START DATA SECTION

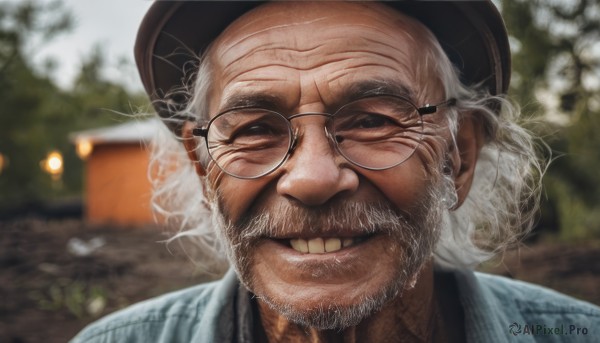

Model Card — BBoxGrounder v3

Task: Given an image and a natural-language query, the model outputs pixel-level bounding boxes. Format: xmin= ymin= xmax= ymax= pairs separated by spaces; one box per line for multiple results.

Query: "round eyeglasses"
xmin=192 ymin=95 xmax=456 ymax=179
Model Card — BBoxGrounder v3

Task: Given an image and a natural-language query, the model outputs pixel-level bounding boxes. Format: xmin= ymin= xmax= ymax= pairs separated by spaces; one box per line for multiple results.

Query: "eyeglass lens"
xmin=205 ymin=96 xmax=423 ymax=178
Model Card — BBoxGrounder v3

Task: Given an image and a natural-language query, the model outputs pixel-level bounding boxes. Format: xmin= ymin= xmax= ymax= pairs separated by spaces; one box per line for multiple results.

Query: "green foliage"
xmin=502 ymin=0 xmax=556 ymax=111
xmin=29 ymin=278 xmax=108 ymax=319
xmin=0 ymin=0 xmax=148 ymax=208
xmin=502 ymin=0 xmax=600 ymax=239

END DATA SECTION

### WHAT IS EXPECTED
Could you set down the material above word for word while dropping its pictures?

### REPLY
Model Card — BBoxGrounder v3

Task: Given an image and a natural-language query, the model outputs pixel-level bounding boxes. Format: xmin= ymin= xmax= ymax= pairs separated by spaces; one box per line for multiple results.

Query: "round eyeglasses"
xmin=192 ymin=95 xmax=456 ymax=179
Model Card — BBoxGrounder v3

Task: Given an image and a natural-language query, the model outputs pixel-level bounding boxes. Format: xmin= ymin= xmax= ymax= pairs separated by spaces; one box per line for multiple results.

Query: "eyeglass lens"
xmin=205 ymin=96 xmax=423 ymax=178
Model Card — BBoxGrounder v3

Task: Given an image and a natural-language query, the model outputs pixel-level bounding boxes. Format: xmin= ymin= xmax= ymax= pairs separated by spaces; one box per line for multiple results.

Query: "green foliage"
xmin=502 ymin=0 xmax=556 ymax=111
xmin=29 ymin=278 xmax=108 ymax=319
xmin=0 ymin=0 xmax=148 ymax=208
xmin=502 ymin=0 xmax=600 ymax=239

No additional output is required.